Parts of the exercise |
• A. List every detail the tutorial announcement gives about where and when the tutorial takes place.
• B. Answer these questions from the tutorial announcement:
(i) Who signed the invitation?
(ii) Which two activities implement fault tolerance?
(iii) What examples are given of exception handling during the design and implementation phases?
• C. Continue the tutorial announcement on architecting fault tolerant systems from where it stops.

Source extract |
Dear colleagues,
you are cordially invited to take part in our tutorial.
Best regards, Alexander Romanovsky
Tutorial: Architecting Fault Tolerant Systems
Sixth Working IEEE/IFIP Conference on Software Architecture
Mumbai, India
Call for Participation
January 7, 2007, (Half Day - PM)
http://www.gv.psu.edu/WICSA2007/tutorials.htm
Fault tolerance, being one of the four means for guaranteeing
dependability, is intended to ensure the delivery of the correct
services in the presence of active faults. It is implemented by
error detection and subsequent system recovery. Error detection
finds an erroneous system state. Following system recovery
transforms the system state that contains one or more errors
and (possibly) faults into a state without detected errors and faults
(fault handling). Exceptions and exception handling provide
a general framework for structuring the fault tolerance activities in
a system, by focusing on the concept of exceptional/abnormal
behaviour (as opposed to normal behaviour), exception handling
enables specifying actions to be undertaken in the presence of
abnormal events.
While typical solutions focus on fault tolerance (and specifically,
exception handling) during the design and implementation phases
of the software life-cycle (e.g., Java and Windows NT exception
handling), more recently the need for explicit exception handling
solutions during the entire life cycle has been advocated by
some researchers. Several solutions have been proposed for
fault tolerance via exception handling at the software
architecture and component levels.

Rows |
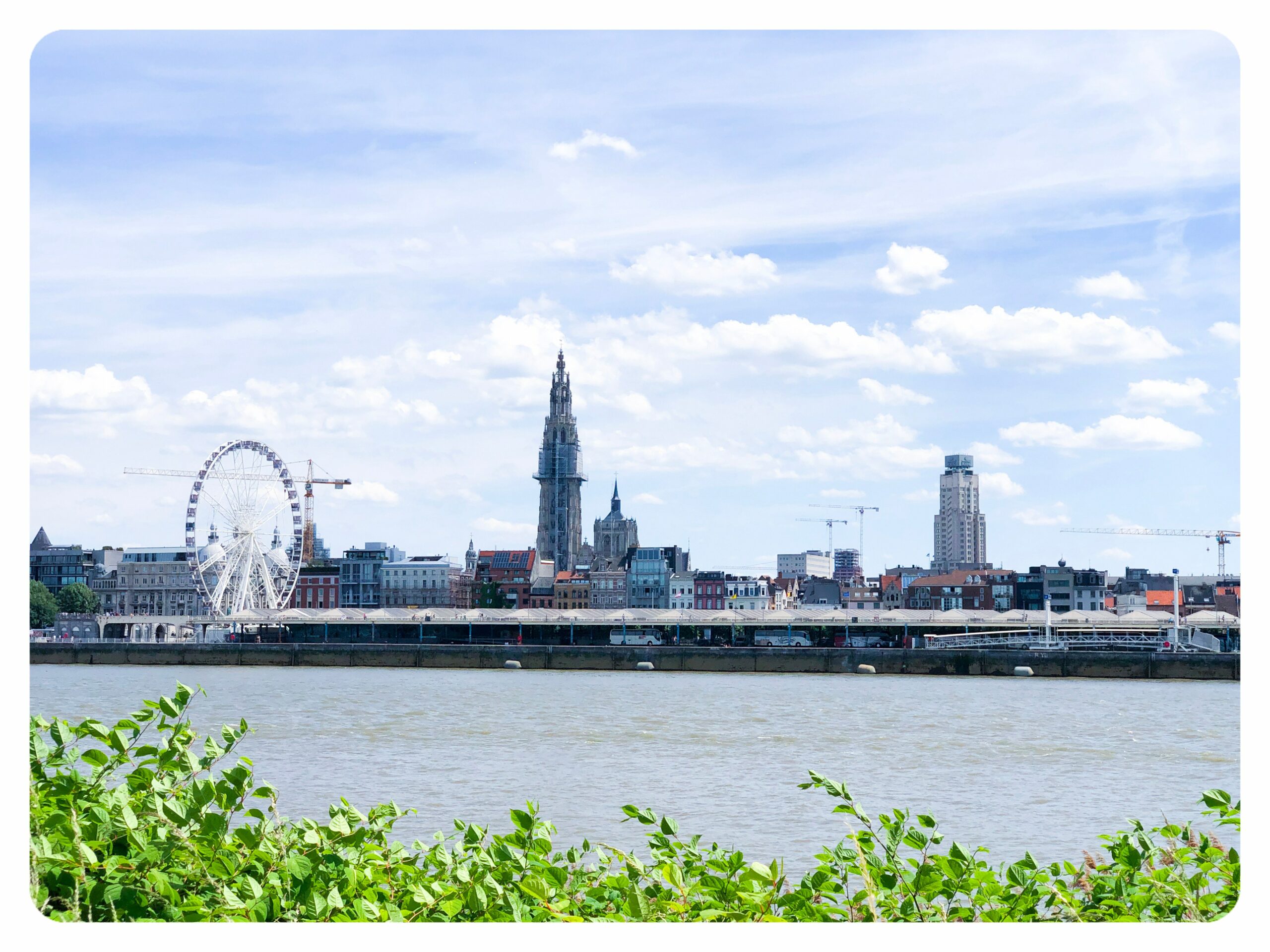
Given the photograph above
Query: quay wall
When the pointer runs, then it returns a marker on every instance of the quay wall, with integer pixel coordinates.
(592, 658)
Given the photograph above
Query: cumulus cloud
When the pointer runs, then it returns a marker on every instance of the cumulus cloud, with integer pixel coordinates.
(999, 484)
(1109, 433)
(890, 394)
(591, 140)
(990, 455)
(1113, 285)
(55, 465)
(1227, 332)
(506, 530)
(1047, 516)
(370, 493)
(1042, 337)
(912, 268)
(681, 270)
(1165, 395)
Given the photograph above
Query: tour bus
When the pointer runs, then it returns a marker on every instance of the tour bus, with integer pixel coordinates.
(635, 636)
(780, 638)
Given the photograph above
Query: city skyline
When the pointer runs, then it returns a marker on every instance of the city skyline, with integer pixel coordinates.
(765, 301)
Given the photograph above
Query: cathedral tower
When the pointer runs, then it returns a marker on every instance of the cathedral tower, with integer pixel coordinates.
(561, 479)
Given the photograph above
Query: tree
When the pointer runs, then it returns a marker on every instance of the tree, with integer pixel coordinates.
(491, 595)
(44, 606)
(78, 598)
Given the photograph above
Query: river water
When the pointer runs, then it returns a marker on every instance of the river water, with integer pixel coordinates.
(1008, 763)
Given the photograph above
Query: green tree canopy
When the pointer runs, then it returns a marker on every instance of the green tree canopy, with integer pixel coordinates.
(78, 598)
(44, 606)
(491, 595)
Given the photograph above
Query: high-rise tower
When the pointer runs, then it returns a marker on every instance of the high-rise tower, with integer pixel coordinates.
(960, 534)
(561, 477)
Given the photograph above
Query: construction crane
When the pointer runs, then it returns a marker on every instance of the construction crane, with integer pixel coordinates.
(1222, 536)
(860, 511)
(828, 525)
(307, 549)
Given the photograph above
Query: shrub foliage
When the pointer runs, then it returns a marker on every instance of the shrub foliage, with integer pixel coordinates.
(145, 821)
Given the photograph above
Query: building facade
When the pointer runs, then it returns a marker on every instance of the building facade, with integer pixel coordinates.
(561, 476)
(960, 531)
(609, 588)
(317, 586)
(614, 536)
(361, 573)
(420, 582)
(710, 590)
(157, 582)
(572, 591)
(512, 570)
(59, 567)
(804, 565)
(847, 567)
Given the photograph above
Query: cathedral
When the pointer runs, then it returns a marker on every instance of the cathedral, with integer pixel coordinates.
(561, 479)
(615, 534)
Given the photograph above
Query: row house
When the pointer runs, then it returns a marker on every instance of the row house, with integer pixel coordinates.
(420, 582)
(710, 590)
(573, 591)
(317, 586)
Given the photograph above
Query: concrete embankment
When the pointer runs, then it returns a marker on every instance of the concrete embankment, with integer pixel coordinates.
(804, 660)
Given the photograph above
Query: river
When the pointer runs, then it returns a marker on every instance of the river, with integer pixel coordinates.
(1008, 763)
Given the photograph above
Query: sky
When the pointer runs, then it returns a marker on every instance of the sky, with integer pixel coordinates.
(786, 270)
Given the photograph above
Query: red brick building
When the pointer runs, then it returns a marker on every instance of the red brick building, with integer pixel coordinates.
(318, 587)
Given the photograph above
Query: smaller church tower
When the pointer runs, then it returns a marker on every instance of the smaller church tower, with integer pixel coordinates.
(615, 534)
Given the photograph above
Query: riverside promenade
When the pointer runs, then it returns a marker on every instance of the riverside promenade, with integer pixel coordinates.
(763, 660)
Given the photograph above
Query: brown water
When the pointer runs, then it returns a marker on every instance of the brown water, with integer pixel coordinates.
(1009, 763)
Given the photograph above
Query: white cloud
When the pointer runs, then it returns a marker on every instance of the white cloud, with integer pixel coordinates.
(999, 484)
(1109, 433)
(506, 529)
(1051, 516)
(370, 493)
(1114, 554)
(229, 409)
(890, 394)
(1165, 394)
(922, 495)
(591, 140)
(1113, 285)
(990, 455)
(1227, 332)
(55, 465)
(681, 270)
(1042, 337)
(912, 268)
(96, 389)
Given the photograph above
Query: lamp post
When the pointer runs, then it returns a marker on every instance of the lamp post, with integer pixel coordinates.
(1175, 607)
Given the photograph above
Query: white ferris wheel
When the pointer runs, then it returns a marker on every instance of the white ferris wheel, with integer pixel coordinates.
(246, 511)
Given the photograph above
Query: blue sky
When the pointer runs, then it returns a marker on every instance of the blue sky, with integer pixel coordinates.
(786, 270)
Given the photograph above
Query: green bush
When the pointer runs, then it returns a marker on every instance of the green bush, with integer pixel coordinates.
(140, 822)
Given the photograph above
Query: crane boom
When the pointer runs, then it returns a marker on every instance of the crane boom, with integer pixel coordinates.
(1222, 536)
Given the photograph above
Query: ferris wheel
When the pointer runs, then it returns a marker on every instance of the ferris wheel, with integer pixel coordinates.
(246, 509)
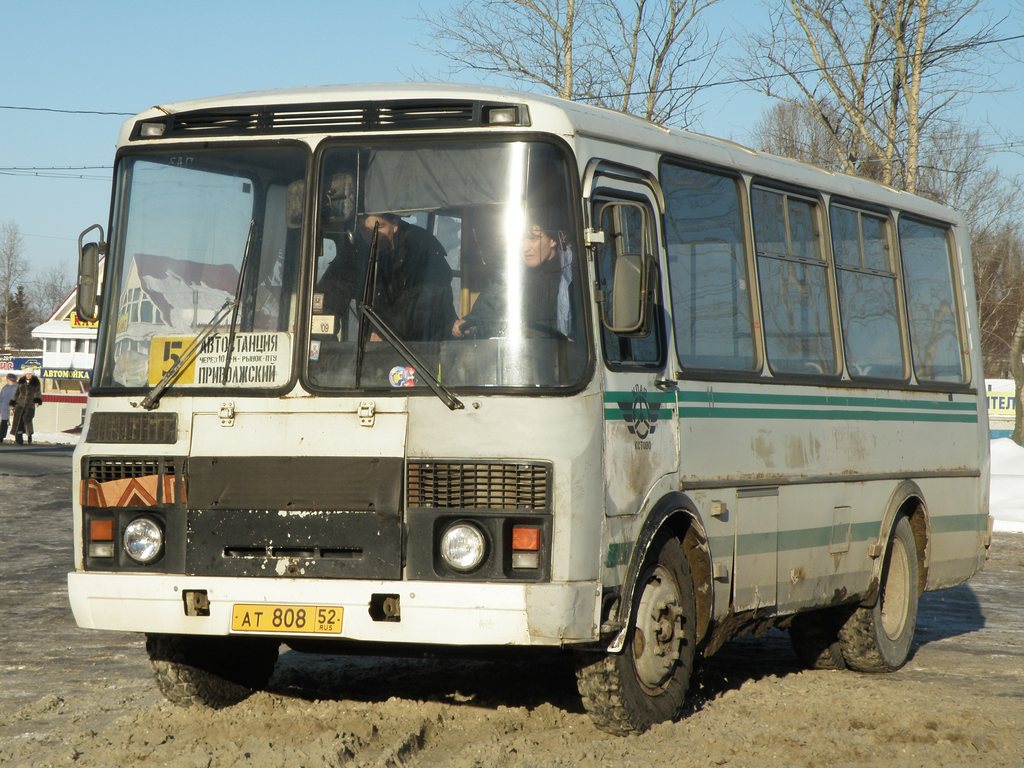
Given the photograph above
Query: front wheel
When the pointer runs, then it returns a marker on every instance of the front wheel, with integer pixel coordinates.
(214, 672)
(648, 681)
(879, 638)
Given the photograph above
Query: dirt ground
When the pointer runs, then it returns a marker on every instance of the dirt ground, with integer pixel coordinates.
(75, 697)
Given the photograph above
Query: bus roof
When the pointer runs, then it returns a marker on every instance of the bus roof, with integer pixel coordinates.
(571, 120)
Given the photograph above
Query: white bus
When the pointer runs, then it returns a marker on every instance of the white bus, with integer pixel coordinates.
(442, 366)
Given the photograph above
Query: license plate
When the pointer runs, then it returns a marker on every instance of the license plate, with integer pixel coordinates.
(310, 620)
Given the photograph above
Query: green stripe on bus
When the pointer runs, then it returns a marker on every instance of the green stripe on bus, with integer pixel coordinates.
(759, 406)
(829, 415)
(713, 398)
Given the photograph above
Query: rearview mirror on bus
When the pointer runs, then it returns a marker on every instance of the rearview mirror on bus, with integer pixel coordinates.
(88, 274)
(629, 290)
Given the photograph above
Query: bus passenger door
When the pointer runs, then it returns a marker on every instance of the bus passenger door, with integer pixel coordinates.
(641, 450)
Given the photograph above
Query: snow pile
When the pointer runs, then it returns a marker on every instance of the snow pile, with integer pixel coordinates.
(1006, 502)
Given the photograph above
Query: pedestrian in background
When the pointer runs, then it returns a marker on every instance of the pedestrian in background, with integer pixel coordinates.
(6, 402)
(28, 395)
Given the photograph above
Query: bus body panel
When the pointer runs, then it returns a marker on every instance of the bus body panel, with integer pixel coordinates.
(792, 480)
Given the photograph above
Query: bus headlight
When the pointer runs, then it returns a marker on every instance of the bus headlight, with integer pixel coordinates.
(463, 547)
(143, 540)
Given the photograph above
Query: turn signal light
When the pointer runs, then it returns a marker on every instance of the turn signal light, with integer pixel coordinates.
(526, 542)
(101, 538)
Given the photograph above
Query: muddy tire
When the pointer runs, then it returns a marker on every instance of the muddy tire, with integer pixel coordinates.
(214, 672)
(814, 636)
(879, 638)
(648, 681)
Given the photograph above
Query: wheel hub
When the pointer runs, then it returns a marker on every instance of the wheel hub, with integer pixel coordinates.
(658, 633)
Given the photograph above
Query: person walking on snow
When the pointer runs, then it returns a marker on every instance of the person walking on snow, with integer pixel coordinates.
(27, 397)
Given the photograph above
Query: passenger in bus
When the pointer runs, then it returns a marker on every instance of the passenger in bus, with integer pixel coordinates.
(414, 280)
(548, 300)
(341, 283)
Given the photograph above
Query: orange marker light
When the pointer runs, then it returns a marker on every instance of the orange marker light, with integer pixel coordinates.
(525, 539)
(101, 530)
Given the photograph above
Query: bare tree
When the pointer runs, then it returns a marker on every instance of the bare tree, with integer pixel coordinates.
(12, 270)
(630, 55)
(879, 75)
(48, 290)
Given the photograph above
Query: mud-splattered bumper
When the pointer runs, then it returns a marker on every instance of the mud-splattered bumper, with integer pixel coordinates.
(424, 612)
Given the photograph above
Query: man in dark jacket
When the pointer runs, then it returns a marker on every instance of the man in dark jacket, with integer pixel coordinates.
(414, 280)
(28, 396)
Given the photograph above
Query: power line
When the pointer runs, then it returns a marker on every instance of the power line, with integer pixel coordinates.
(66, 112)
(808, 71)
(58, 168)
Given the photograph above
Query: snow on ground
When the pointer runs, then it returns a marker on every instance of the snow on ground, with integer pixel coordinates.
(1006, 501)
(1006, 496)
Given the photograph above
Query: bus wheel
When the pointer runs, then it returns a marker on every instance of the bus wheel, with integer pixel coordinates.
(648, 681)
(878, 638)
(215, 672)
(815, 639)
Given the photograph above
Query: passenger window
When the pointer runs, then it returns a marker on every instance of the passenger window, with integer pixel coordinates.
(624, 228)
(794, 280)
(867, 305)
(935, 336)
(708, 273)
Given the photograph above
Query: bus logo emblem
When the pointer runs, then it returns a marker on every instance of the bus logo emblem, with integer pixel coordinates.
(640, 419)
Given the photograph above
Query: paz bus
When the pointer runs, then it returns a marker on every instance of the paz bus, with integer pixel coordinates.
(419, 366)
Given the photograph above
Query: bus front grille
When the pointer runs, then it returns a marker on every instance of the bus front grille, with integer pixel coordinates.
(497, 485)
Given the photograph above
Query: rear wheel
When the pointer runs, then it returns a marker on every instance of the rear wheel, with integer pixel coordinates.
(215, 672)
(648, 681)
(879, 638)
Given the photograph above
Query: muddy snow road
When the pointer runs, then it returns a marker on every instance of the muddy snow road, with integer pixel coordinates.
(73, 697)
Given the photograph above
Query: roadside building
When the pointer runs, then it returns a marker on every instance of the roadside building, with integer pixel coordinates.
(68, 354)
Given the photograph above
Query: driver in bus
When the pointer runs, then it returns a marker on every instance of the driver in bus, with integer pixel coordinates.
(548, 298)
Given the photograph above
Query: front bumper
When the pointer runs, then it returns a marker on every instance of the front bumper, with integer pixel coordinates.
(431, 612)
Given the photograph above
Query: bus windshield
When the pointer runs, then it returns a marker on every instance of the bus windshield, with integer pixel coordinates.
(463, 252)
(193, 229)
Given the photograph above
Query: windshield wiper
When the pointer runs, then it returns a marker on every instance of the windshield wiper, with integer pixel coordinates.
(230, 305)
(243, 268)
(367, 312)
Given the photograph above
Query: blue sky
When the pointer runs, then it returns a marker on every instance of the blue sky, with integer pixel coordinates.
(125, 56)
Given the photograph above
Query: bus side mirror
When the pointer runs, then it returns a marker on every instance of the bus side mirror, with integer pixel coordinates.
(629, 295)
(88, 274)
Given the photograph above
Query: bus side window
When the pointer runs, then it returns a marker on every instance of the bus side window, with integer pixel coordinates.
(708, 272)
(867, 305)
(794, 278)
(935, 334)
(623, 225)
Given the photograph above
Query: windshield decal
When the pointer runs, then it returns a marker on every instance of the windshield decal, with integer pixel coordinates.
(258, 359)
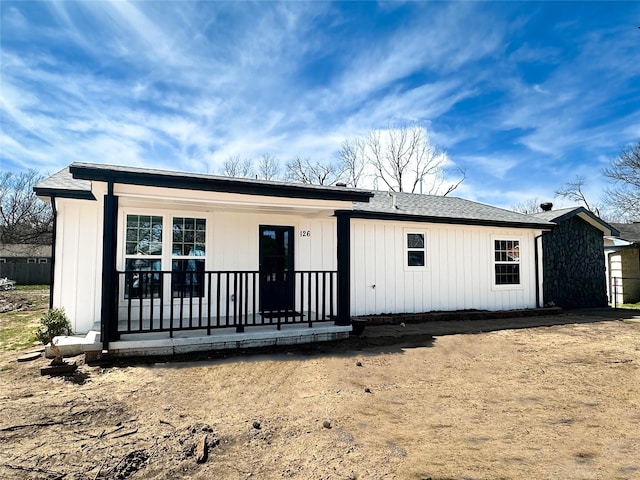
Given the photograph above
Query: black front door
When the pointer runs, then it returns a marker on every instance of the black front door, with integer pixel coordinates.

Answers below |
• A.
- At the Sixth Working IEEE/IFIP Conference on Software Architecture
- Mumbai, India
- January 7, 2007
- Half day
- Afternoon (PM)

• B.
(i) Alexander Romanovsky
(ii) Error detection and subsequent system recovery
(iii) Java and Windows NT exception handling

• C.
This tutorial describes how the two concepts of fault tolerance and
software architectures have been integrated so far. It is structured
in two parts (Overview on Fault Tolerance and Exception Handling,
and Integrating Fault Tolerance into Software Architecture) and
is based on a survey study on architecting fault tolerant systems
where more than fifteen approaches have been analyzed and
classified. The tutorial concludes identifying those issues that
remain still open and require deeper investigation.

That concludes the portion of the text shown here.